>> start
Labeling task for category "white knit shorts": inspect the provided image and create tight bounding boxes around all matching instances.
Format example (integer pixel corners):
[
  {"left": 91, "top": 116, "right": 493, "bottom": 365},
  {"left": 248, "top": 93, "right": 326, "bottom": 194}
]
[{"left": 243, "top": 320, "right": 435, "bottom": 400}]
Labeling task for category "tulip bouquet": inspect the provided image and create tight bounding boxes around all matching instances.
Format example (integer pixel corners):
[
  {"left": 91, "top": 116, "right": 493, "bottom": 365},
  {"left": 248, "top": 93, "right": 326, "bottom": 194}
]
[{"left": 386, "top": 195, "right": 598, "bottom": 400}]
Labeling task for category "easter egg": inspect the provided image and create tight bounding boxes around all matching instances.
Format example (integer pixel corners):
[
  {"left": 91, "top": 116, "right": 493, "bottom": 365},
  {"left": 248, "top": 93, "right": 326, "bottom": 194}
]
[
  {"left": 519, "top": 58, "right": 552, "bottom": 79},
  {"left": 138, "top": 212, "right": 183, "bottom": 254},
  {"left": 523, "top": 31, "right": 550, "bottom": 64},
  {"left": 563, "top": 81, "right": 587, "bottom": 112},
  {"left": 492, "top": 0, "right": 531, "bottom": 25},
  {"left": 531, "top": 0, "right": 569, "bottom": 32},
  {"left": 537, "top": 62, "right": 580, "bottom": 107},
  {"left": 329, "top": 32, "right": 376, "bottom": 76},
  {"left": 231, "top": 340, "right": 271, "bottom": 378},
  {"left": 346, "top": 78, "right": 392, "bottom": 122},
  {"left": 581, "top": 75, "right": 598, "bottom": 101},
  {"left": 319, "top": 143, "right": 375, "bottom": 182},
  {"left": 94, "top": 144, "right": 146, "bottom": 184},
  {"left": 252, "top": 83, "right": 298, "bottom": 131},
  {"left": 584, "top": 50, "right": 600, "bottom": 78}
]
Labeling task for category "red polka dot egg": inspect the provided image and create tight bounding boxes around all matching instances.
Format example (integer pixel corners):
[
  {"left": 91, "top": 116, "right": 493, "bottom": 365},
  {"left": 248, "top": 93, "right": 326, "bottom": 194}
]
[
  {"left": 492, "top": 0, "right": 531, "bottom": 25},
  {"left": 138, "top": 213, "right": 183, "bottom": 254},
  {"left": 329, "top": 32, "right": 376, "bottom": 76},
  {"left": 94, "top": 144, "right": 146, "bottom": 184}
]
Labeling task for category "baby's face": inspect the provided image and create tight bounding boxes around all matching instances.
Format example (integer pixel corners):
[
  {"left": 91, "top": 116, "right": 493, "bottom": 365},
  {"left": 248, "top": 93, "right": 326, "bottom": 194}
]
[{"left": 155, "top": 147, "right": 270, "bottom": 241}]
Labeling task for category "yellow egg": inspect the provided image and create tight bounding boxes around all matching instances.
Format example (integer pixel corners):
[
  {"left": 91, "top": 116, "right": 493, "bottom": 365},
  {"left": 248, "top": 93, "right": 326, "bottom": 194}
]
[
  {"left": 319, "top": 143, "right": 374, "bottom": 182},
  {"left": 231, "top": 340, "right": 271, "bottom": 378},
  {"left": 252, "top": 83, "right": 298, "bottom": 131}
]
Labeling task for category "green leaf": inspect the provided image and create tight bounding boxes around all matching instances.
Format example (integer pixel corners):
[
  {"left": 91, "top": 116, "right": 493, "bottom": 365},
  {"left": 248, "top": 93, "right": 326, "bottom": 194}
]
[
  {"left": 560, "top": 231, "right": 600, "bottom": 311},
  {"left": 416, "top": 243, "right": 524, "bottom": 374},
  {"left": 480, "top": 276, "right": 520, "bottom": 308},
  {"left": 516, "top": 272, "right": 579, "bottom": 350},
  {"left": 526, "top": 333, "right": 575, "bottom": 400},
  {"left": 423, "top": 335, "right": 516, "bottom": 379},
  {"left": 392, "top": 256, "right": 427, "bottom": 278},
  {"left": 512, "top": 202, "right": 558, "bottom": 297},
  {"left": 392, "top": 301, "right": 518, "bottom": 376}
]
>> end
>> start
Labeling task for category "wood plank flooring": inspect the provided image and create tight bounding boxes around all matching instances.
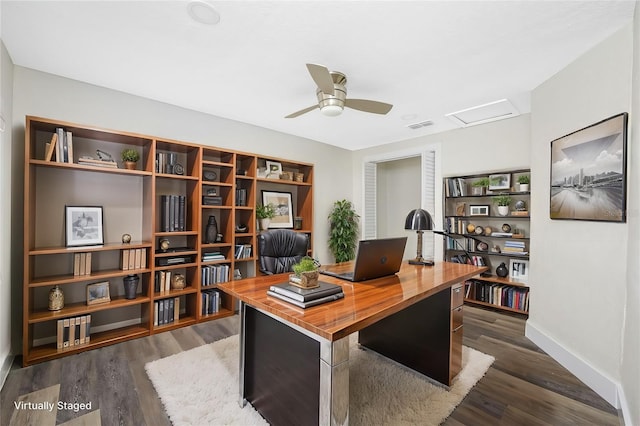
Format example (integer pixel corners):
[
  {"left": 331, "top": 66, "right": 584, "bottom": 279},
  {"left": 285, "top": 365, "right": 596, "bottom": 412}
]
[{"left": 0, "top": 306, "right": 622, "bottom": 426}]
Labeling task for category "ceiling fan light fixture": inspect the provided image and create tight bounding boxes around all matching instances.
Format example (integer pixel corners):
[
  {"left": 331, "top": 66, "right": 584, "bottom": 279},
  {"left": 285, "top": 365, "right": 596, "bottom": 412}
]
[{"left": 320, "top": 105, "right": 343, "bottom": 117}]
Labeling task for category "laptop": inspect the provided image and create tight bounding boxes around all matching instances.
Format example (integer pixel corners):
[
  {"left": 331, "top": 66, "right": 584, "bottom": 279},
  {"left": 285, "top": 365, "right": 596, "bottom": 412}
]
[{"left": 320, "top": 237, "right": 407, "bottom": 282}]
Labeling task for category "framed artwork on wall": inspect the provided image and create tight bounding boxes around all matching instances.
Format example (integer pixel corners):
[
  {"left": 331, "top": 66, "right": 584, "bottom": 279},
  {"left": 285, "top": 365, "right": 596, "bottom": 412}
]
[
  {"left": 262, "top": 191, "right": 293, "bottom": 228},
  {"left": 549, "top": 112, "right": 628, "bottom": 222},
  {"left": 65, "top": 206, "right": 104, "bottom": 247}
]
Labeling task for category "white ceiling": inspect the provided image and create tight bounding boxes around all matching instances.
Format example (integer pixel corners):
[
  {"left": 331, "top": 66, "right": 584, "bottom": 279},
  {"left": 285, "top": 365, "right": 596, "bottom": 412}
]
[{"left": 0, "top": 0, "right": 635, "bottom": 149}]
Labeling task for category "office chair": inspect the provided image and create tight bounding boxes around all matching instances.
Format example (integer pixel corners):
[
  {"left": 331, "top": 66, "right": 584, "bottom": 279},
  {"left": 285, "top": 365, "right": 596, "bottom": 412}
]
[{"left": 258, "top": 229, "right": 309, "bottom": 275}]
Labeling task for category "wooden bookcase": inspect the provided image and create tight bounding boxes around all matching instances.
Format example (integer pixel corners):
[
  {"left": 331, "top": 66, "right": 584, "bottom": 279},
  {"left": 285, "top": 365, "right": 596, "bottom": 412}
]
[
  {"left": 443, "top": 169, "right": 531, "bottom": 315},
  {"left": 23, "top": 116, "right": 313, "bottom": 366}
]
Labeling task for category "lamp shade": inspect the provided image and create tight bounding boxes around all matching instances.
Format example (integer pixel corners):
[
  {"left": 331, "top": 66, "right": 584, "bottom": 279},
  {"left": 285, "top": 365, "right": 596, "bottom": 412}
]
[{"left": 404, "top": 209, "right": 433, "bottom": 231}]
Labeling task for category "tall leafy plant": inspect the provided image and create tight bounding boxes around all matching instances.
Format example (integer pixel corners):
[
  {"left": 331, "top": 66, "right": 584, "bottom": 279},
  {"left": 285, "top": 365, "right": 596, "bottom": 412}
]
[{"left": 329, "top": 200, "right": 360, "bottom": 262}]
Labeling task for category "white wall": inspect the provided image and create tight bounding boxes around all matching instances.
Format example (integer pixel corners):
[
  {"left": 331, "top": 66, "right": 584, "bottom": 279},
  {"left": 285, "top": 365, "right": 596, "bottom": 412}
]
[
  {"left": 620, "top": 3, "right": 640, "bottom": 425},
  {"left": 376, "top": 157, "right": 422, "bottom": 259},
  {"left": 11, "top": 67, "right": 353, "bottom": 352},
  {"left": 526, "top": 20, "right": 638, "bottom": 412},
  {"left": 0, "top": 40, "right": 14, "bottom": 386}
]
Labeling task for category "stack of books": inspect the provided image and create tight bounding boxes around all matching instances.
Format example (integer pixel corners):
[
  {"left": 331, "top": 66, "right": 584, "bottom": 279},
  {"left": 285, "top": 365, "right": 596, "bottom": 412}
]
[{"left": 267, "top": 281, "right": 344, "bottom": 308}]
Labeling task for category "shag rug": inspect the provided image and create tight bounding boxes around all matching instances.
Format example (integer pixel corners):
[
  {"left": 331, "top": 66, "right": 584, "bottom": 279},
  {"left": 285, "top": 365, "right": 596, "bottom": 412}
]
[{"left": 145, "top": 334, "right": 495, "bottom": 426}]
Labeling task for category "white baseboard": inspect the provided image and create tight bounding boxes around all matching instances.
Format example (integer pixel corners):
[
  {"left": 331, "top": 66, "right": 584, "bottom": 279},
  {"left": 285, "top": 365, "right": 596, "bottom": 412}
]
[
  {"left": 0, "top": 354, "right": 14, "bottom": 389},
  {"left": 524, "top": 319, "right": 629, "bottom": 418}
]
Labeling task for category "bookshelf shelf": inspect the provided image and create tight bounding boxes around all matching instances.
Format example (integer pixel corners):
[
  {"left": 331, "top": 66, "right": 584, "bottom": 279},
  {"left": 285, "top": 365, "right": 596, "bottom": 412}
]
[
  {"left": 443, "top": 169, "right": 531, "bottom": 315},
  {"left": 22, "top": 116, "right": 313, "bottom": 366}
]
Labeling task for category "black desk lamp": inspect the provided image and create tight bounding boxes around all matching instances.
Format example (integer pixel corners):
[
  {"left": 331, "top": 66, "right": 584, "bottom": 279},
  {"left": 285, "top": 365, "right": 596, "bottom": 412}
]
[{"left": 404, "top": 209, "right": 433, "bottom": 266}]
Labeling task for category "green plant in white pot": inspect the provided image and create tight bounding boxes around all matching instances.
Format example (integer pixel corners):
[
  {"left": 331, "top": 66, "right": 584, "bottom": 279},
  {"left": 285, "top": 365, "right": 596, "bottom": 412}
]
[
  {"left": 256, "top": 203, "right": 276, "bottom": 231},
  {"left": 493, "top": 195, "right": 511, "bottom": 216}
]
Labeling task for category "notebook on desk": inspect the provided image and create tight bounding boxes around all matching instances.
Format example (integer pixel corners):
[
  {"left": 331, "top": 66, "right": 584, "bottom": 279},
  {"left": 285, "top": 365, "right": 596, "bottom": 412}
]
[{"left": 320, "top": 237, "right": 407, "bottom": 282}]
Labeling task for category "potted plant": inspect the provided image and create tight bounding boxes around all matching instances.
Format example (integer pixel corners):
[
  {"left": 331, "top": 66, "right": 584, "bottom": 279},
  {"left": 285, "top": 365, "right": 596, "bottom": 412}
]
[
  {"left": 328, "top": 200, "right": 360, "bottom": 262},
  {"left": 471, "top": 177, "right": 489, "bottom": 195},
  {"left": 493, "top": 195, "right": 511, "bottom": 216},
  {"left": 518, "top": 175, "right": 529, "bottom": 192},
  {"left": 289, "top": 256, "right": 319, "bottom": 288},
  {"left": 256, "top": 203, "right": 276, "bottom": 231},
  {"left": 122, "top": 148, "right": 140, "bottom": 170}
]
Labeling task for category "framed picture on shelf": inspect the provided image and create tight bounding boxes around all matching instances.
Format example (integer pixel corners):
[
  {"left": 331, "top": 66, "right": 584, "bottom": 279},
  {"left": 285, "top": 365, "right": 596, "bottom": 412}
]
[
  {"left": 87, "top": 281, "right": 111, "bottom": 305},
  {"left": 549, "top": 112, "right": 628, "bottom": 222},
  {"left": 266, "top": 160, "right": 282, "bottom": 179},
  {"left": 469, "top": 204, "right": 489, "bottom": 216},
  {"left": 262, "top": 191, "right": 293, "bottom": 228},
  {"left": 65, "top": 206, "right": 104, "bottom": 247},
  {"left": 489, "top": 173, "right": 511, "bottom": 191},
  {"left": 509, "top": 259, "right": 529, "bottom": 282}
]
>> end
### Work to be completed
Please gather every line of the records above that contains the word "lamp" and copy each of those lines in full.

### Answer for the task
Labeling task for category "lamp shade": inspect the provided image and create tight bounding boxes around all matching instances.
Labeling task for category "black desk lamp": inspect the provided image and create tight bounding boxes around all matching instances.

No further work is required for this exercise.